* Text provided:
☆ ☆ ☆ ☆

When the Northland Mall closed in 2015, the city of Southfield paid $2.4 million for the shuttered facility. City officials didn't realize that the Bertoia sculpture was hiding in the basement, so they were in for a big surprise when it was identified in 2017 by Terri Stearn, an independent art appraiser, and Jeffrey Lygon, who was a member of the Southfield Arts Commission at the time.

 

"We had hard hats on, it was dirty, there was no electricity down there; we had flashlights," Stearn tells the Detroit Free Press' Duante Beddingfield. "I'm looking at this thing with [Lygon], and it's corroded in dust. You can't even knock the dust off; it's been there for decades. And I look at Jeff, and we both go, 'Bertoia!' at the same time. It was so exciting. We screamed, we were so excited-like kids in a candy store."

 

Incredible as the discovery was, the sculpture itself was in rough shape. "It was all bent up, and it was filthy," Celia Bertoia, the artist's daughter and the director of the Harry Bertoia Foundation, tells the Detroit News' Summer Ballentine. "Just covered with grit and cobwebs and mouse turds and whatever else."

 

The city held on to the battered piece and tried to find a buyer. But then, in April 2024, General Motors announced that it planned to relocate its headquarters to Hudson's Detroit, a downtown development located on the site of the former J.L. Hudson Company Department Store-the same company that had commissioned the Bertoia sculpture.

 

Beyond that historical link, GM also had ties to Bertoia. In 1953, the company had commissioned the artist to create Untitled Wall Screen, a 36-foot-long, 10-foot-tall piece made of hundreds of vertical rectangular steel plates coated in molten brass and bronze. The work, which was Bertoia's first public sculpture installation, makes up the entire western-facing wall of the Cadillac House at Vanderbilt, located at the General Motors Global Technical Center campus, in Warren, Michigan. The campus itself was designed by architect Eero Saarinen, who had been one of Bertoia's peers at the Cranbrook Academy of Art, in Bloomfield Hills, Michigan.

 

Bertoia, an Italian immigrant who moved to Detroit in 1930 at age 15, also loved to work with metal, a material that's prevalent in automotive design and manufacturing. And the artist cared deeply about the interplay between metal and light, something GM's designers think about when developing new vehicle models.

"There are all these connections between the sculpture and Hudson and General Motors and Detroit," Christo Datini, GM's design archive and special collections manager, tells the Detroit News.

☆ ☆ ☆ ☆

* What you need to do:
[A] List every year mentioned in the passage about the Bertoia sculpture.
[B] From the passage about the Bertoia sculpture, return everything from "Bertoia, an Italian" down to "tells the Detroit News.".
The data is not needed for this work.

☆ ☆ ☆ ☆

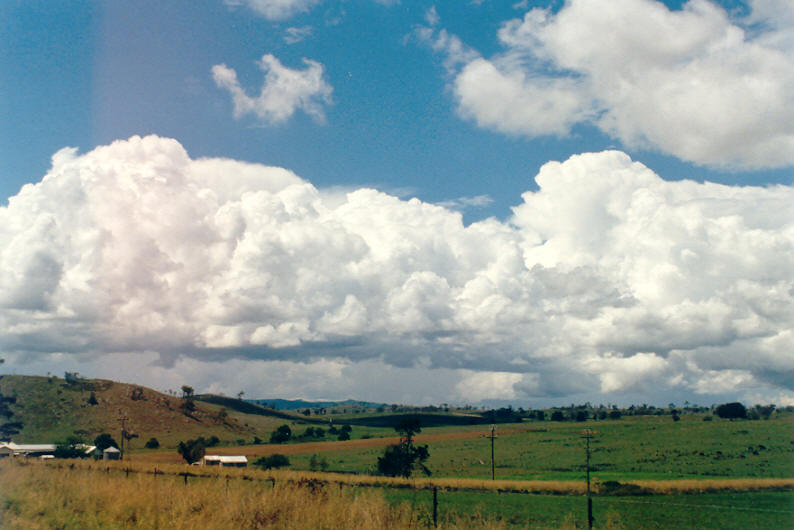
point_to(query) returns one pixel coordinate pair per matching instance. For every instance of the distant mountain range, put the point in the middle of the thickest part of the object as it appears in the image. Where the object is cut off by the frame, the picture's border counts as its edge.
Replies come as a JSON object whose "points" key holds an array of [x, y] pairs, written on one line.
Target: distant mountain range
{"points": [[296, 404]]}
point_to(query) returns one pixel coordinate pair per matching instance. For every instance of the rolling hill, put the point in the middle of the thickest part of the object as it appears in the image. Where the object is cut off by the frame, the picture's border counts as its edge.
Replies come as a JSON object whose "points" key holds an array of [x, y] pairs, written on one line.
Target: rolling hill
{"points": [[50, 409]]}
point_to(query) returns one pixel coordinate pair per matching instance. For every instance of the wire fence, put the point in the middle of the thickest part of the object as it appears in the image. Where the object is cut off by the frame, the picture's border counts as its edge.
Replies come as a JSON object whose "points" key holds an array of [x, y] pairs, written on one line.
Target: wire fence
{"points": [[437, 496]]}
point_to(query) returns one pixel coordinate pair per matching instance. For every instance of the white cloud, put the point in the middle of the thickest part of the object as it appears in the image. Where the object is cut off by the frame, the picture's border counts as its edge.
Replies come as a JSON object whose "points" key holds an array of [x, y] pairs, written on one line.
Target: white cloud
{"points": [[463, 203], [606, 277], [695, 83], [276, 9], [295, 34], [284, 91]]}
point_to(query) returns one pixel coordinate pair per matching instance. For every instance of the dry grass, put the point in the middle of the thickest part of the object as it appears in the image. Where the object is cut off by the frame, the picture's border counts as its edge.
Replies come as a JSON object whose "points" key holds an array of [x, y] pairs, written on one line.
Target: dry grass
{"points": [[558, 487], [37, 495], [674, 487]]}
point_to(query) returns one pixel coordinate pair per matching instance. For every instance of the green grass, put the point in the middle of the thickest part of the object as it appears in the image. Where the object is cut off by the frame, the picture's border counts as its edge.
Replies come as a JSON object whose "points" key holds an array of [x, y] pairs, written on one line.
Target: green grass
{"points": [[769, 510], [643, 447]]}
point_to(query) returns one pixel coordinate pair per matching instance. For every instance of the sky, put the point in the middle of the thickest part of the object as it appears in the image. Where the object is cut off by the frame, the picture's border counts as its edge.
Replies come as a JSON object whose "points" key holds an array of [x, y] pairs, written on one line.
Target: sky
{"points": [[524, 202]]}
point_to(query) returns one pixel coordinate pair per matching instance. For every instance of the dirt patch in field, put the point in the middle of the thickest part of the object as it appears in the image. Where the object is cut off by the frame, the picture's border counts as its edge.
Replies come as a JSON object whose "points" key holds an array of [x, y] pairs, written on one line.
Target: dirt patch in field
{"points": [[255, 451]]}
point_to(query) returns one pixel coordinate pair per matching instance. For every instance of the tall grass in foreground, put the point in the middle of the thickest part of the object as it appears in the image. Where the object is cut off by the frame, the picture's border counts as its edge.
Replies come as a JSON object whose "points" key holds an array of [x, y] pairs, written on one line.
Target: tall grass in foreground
{"points": [[34, 496]]}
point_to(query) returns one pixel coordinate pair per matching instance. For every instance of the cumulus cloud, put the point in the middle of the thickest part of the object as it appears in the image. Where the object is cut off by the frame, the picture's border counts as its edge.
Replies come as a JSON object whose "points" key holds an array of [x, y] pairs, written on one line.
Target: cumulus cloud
{"points": [[276, 9], [607, 278], [463, 203], [284, 91], [699, 83], [293, 35]]}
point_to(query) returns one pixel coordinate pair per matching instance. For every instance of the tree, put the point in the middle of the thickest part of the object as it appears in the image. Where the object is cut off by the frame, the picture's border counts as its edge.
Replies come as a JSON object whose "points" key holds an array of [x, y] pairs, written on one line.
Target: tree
{"points": [[70, 448], [401, 459], [344, 433], [281, 435], [8, 428], [103, 441], [192, 450], [731, 411], [272, 462], [318, 463]]}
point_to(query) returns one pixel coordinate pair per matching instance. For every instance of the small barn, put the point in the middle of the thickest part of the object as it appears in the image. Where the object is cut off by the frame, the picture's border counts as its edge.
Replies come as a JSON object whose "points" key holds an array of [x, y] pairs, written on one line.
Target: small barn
{"points": [[225, 461]]}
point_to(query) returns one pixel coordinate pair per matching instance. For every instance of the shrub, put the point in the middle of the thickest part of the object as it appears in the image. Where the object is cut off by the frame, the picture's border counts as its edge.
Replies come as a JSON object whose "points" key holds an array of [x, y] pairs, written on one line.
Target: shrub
{"points": [[192, 450], [69, 448], [281, 435], [272, 462], [401, 459], [103, 441], [318, 463], [731, 411]]}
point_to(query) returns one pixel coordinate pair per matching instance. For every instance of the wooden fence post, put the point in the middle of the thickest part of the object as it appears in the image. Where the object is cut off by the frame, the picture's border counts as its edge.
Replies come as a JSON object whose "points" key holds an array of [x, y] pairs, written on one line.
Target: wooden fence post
{"points": [[435, 506]]}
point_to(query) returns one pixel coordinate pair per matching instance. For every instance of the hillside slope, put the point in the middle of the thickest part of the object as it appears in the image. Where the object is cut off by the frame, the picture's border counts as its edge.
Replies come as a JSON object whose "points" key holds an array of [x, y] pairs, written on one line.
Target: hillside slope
{"points": [[52, 409]]}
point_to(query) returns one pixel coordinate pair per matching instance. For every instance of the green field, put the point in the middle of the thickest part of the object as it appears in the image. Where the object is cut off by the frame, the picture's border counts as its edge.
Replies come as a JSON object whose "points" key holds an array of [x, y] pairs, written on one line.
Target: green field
{"points": [[639, 447], [768, 510]]}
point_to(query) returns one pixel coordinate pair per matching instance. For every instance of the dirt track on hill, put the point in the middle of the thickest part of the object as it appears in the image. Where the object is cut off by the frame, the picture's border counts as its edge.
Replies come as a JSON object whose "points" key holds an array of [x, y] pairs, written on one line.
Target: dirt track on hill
{"points": [[255, 451]]}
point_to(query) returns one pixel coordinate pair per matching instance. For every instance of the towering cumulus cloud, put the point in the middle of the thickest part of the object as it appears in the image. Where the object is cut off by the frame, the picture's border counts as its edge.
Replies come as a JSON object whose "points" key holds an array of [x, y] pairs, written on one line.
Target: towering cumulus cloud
{"points": [[703, 84], [606, 276]]}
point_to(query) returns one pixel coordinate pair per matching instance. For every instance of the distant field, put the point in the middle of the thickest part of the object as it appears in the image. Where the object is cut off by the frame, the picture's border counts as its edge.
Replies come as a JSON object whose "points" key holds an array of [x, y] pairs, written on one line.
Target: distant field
{"points": [[86, 495], [740, 511], [641, 447]]}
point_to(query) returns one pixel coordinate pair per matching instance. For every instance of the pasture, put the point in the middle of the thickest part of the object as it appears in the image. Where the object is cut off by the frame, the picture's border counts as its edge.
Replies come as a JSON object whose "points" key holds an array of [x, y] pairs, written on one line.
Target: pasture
{"points": [[87, 494]]}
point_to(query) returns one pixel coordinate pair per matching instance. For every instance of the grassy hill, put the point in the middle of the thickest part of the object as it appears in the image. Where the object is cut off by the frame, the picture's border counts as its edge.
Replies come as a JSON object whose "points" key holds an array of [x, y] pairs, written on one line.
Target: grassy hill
{"points": [[52, 409]]}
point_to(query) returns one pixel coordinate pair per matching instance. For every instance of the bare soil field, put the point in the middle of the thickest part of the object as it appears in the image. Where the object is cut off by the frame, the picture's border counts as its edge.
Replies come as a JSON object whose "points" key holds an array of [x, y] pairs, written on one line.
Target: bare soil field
{"points": [[255, 451]]}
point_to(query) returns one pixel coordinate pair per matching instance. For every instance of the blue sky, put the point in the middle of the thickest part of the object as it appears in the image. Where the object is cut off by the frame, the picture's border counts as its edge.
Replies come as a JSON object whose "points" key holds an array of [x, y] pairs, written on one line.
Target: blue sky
{"points": [[458, 104], [87, 73]]}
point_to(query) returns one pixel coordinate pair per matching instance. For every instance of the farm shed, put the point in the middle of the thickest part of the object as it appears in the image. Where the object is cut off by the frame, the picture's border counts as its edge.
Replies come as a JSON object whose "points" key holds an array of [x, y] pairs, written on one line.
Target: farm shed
{"points": [[225, 461]]}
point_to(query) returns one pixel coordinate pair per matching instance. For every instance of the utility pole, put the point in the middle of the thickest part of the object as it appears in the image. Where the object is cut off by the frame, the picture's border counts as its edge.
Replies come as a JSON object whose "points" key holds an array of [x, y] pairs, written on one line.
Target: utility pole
{"points": [[492, 436], [587, 435]]}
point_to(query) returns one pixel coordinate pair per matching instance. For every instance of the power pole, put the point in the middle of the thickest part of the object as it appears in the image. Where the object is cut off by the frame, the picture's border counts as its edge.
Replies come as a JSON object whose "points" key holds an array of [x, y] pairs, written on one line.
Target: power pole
{"points": [[587, 435], [492, 436]]}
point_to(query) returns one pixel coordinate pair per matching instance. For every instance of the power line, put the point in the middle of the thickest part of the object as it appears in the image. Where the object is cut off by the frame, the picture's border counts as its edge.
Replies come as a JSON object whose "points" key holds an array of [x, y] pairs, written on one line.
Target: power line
{"points": [[713, 506]]}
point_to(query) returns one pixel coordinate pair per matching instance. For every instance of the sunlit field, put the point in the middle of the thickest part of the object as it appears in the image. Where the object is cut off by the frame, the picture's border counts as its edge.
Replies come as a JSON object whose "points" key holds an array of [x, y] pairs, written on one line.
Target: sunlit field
{"points": [[84, 494]]}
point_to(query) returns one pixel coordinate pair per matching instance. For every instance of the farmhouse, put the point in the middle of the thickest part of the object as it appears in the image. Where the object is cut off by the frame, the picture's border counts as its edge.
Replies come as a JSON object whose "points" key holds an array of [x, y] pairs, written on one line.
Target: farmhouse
{"points": [[225, 461]]}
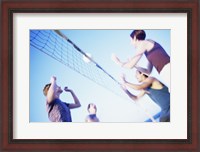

☆ ☆ ☆ ☆

* Per-task outputs:
[A] 2015, 2017, 2024, 1953, 1930

[B]
Bertoia, an Italian immigrant who moved to Detroit in 1930 at age 15, also loved to work with metal, a material that's prevalent in automotive design and manufacturing. And the artist cared deeply about the interplay between metal and light, something GM's designers think about when developing new vehicle models.

"There are all these connections between the sculpture and Hudson and General Motors and Detroit," Christo Datini, GM's design archive and special collections manager, tells the Detroit News.